● Tareas
(1) Responde estas preguntas según el fragmento:
(a) ¿Qué se cayó con la tempestad?
(b) ¿Con qué dos preguntas empieza el segundo párrafo?
(c) ¿Qué se le suplica al Señor mientras estamos en mares agitados?
(2) Indica si cada afirmación coincide con el fragmento. Responde sí o no y cita las palabras del fragmento que lo deciden.
(a) La pertenencia común es algo de lo que queremos evadirnos.
(b) Hemos escuchado el grito de los pobres.
(c) Hemos avanzado rápidamente sintiéndonos fuertes.

Con la tempestad, se cayó el maquillaje de esos estereotipos con los que disfrazábamos nuestros egos siempre pretenciosos de querer aparentar; y dejó al descubierto, una vez más, esa (bendita) pertenencia común de la que no podemos ni queremos evadirnos; esa pertenencia de hermanos.

«¿Por qué tenéis miedo? ¿Aún no tenéis fe?». Señor, esta tarde tu Palabra nos interpela se dirige a todos. En nuestro mundo, que Tú amas más que nosotros, hemos avanzado rápidamente, sintiéndonos fuertes y capaces de todo. Codiciosos de ganancias, nos hemos dejado absorber por lo material y trastornar por la prisa. No nos hemos detenido ante tus llamadas, no nos hemos despertado ante guerras e injusticias del mundo, no hemos escuchado el grito de los pobres y de nuestro planeta gravemente enfermo. Hemos continuado imperturbables, pensando en mantenernos siempre sanos en un mundo enfermo. Ahora, mientras estamos en mares agitados, te suplicamos: “Despierta, Señor”.

Registros de una colección:
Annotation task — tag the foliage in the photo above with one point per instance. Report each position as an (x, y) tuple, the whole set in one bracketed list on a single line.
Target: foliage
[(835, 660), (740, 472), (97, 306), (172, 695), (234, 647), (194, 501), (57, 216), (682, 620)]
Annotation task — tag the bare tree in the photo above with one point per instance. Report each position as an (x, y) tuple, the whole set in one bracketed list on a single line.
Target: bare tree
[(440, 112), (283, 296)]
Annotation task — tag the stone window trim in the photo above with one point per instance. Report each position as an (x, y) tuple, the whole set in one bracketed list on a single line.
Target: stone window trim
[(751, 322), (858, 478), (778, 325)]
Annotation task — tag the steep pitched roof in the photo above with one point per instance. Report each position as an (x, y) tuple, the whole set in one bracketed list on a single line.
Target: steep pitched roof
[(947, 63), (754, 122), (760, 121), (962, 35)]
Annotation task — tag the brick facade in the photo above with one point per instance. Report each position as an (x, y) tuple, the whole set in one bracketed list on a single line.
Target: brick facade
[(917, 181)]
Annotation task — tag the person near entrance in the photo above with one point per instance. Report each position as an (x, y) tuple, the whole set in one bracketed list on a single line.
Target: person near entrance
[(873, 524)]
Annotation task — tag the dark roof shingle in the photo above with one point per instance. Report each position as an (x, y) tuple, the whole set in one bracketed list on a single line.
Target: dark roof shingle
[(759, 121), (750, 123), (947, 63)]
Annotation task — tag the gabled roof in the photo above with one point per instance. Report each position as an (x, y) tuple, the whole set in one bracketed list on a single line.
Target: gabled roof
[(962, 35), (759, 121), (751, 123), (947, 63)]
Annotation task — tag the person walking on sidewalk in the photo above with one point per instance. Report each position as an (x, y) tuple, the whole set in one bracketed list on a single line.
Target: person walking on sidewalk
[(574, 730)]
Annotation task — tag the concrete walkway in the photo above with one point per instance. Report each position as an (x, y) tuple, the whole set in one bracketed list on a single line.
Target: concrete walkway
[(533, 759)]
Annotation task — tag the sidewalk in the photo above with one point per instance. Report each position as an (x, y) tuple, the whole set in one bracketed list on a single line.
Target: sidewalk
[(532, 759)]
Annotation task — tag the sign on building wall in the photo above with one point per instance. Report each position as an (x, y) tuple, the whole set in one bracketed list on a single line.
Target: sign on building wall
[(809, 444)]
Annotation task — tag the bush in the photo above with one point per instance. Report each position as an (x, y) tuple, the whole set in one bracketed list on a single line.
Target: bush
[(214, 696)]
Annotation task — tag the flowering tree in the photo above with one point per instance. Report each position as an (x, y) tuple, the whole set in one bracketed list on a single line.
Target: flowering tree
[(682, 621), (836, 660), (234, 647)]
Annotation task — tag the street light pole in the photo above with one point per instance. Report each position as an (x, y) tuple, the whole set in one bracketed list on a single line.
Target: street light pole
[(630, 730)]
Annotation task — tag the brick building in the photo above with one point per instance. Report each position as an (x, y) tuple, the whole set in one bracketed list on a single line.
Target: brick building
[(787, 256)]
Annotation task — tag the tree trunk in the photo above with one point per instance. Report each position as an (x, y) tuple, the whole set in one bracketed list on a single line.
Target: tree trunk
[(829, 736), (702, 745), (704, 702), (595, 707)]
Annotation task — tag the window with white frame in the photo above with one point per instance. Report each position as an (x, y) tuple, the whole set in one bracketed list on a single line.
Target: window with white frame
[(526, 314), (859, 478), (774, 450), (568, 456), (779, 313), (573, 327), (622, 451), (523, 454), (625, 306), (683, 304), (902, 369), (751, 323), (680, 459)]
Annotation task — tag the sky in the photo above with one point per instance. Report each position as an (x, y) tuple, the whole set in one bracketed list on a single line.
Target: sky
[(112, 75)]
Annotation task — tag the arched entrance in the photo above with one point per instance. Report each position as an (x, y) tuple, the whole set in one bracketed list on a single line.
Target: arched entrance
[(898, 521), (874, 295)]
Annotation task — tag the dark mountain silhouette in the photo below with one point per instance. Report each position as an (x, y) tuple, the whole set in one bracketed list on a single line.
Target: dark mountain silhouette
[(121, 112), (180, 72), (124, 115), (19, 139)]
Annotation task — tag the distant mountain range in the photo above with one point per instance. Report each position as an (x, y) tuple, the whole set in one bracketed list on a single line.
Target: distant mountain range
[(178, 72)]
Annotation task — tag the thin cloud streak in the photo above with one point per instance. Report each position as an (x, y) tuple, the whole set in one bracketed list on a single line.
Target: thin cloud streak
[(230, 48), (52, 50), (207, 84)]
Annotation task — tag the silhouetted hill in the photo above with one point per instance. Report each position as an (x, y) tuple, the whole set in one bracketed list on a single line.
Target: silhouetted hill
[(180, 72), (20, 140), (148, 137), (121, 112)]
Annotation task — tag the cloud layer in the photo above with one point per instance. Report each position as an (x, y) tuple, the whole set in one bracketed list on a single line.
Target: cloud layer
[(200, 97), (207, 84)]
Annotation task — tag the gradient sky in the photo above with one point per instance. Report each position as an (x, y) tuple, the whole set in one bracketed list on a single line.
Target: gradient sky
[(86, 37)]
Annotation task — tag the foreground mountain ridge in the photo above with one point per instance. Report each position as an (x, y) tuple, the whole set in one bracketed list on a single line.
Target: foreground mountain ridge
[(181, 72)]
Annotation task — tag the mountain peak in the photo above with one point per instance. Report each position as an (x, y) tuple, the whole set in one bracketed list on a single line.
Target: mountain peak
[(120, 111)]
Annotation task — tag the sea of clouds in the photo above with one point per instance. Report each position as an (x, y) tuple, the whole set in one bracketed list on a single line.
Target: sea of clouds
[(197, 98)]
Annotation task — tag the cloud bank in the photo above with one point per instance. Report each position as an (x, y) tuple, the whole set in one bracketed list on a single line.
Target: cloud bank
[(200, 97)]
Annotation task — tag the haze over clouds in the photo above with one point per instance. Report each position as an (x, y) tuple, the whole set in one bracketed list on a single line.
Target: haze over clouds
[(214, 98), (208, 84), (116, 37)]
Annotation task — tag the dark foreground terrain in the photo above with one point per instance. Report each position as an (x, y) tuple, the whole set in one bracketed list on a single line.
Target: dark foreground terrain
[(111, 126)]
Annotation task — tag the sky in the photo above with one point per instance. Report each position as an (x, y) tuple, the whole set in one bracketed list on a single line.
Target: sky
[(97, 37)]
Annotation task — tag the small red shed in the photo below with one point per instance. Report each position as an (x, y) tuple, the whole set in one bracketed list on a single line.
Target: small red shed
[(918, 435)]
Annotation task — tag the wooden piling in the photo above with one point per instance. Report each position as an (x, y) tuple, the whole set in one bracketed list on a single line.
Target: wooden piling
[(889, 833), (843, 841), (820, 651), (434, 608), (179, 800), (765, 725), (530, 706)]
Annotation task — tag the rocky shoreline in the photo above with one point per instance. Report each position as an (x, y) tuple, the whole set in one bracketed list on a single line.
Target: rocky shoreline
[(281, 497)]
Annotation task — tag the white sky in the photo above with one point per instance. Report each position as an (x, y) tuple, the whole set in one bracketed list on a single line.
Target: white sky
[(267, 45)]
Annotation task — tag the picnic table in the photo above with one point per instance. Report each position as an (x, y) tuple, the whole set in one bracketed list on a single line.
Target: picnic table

● Respuestas
(1)
(a) El maquillaje de esos estereotipos con los que disfrazábamos nuestros egos.
(b) «¿Por qué tenéis miedo? ¿Aún no tenéis fe?».
(c) “Despierta, Señor”.

(2)
(a) No: «de la que no podemos ni queremos evadirnos».
(b) No: «no hemos escuchado el grito de los pobres y de nuestro planeta gravemente enfermo».
(c) Sí: «hemos avanzado rápidamente, sintiéndonos fuertes y capaces de todo».